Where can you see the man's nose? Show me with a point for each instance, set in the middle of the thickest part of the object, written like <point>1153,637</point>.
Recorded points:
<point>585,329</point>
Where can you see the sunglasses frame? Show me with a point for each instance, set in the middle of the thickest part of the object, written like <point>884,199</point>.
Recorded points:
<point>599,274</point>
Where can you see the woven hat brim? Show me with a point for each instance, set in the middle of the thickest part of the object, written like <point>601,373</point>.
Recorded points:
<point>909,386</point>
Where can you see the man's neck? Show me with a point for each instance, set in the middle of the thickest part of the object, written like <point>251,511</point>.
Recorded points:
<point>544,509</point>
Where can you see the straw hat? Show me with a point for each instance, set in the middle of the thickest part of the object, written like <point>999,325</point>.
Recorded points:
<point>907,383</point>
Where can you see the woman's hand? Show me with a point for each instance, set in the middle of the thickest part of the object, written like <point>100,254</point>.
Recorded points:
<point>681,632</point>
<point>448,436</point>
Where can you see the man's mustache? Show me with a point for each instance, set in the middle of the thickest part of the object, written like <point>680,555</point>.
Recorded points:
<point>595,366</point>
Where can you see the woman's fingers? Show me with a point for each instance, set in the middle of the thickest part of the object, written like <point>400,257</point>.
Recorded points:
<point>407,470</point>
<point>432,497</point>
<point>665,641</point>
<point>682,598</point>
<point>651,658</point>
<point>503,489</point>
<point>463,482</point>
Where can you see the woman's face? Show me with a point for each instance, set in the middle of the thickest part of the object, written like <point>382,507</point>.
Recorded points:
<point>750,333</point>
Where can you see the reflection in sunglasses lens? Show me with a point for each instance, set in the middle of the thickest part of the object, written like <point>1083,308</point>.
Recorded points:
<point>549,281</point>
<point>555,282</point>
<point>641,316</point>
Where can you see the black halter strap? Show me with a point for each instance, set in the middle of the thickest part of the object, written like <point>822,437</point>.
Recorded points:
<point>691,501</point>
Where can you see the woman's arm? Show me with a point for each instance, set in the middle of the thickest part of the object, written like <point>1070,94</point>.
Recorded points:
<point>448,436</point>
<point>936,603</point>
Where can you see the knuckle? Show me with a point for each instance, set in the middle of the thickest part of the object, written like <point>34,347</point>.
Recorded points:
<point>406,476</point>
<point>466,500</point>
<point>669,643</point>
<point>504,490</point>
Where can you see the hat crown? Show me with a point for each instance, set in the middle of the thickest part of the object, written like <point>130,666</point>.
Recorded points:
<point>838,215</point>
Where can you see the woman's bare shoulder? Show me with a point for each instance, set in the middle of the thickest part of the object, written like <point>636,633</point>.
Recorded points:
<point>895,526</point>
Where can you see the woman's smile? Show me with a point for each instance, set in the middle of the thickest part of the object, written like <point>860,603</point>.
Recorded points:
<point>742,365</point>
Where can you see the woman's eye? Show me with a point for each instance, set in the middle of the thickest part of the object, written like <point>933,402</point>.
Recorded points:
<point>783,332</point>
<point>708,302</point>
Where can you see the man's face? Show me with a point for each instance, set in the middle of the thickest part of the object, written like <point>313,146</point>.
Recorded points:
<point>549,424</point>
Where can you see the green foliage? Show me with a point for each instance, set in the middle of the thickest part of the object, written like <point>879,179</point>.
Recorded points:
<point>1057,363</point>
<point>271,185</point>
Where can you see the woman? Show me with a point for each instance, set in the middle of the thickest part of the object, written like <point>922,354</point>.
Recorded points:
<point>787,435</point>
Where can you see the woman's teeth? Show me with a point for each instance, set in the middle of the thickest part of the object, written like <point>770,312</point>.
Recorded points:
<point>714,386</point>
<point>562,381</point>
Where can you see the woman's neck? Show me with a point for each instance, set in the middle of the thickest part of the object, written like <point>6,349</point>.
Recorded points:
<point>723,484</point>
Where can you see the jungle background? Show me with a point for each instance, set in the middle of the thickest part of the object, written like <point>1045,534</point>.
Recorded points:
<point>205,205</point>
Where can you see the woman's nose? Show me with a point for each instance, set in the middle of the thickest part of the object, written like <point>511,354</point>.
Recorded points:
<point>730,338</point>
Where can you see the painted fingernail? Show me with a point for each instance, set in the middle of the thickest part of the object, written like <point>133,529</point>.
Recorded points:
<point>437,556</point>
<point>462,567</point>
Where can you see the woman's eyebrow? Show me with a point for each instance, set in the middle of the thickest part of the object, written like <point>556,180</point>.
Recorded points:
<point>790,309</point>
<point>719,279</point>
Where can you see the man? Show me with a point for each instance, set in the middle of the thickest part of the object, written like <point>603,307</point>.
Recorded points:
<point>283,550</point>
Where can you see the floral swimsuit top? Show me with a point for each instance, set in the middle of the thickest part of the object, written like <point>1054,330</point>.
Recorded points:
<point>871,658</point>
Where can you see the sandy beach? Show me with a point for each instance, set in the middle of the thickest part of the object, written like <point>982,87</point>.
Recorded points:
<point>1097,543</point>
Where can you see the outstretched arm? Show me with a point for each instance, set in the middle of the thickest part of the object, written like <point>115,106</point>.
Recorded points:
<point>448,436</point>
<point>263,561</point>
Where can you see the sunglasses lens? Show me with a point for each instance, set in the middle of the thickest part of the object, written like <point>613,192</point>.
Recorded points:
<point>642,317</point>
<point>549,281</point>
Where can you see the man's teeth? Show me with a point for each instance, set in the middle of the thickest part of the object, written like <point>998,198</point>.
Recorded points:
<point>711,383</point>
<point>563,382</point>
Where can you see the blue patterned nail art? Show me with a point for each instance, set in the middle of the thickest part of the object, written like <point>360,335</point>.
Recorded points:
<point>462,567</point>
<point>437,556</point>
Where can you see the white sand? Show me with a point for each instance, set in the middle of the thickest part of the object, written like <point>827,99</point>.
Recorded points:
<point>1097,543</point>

==========

**THE PROBLEM**
Only these lines should appear in the reply: the one containing "Where can you see the floral", the last line of the data, and all lines between them, each copied exactly.

**SOLUTION TO THE EXERCISE**
Where can you see the floral swimsuit top? Show me with a point for each instance, set in the middle of the thickest part of the object, written like <point>1054,330</point>.
Recorded points:
<point>871,658</point>
Where can you see the sandy beach? Show me with a point for each instance, set in the middle of the thickest part of the object, written like <point>982,87</point>.
Recorded points:
<point>1097,543</point>
Where can you see the outstretched arm? Show me with a point for each instance, set in the middle of the thickest part of the object, written like <point>115,106</point>.
Recorded points:
<point>448,436</point>
<point>263,561</point>
Where can you see the sunglasses lens? Show me with a point for each instance, set in the middle of the thickest part of the object, written like <point>613,192</point>.
Recorded points:
<point>642,317</point>
<point>549,281</point>
Where can you see the man's teeth? Show me with a point for each instance, set in the middle of the thickest part of the object, written like <point>998,198</point>.
Recorded points:
<point>711,383</point>
<point>563,382</point>
Where can you see the blue patterned nail art? Show me with a point for each instance, set in the middle of the thickest part of the object, written like <point>360,335</point>.
Recorded points:
<point>462,567</point>
<point>437,556</point>
Where can you see the white sand? Show me with a point for each instance, set in the middle of the thickest part of the object, written like <point>827,99</point>.
Recorded points:
<point>1097,543</point>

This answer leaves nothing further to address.